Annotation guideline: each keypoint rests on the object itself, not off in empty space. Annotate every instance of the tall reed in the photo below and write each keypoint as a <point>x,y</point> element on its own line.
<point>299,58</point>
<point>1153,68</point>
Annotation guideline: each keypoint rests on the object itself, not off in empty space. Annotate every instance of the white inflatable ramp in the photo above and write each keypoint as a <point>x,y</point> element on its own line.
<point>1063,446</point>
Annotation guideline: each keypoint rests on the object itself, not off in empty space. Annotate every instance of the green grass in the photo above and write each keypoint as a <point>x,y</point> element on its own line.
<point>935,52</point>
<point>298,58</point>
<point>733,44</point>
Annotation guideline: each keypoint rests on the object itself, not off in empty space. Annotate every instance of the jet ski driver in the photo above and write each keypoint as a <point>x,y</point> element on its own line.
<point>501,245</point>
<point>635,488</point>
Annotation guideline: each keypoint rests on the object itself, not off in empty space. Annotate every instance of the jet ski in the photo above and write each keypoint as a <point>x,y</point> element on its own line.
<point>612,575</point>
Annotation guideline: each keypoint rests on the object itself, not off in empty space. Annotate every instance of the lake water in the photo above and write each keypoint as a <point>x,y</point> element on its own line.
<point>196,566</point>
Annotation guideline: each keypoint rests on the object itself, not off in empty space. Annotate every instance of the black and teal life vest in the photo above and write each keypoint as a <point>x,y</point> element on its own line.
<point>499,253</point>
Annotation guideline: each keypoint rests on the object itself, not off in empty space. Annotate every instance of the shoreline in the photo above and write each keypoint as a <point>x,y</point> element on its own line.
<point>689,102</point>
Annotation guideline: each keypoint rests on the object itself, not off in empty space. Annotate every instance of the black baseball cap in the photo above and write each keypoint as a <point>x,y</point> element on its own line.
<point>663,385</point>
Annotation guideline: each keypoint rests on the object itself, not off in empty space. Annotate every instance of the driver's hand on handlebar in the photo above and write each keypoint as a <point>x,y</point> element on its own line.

**Work instruction:**
Go to the line holding "of the lake" in the entries above and return it, along with every line after it, exactly as written.

**Problem solution:**
Annotation guideline: each keypoint rests on the object itself, not off in empty space. Annotate every instance of the lake water in the photo above and write each keypoint as a <point>x,y</point> element on its own line.
<point>196,566</point>
Annotation guideline: each keypoint rests on the object itself, not off in empty space. Annotate every instance of the black and teal life vest in the photo above and write each keypoint as a <point>x,y</point> element on its own line.
<point>499,253</point>
Annotation guideline: each keypoint rests on the object itself, not off in empty space. Annotate every instance of the shoreline in the photo above and write each keypoint as a <point>x,y</point> element on its own line.
<point>689,102</point>
Annotation guideline: each keypoint rests on the object itself, not off in empty space. Annotate every instance of the black baseball cap in the photo above and write each keypoint as a <point>x,y</point> element on its own line.
<point>663,385</point>
Annotation guideline: each keypoint rests on the object itself, not off in empty space. Annotate every instance of the driver's hand on handlebar in the photo above and write each keypoint as a <point>x,y</point> element on its own line.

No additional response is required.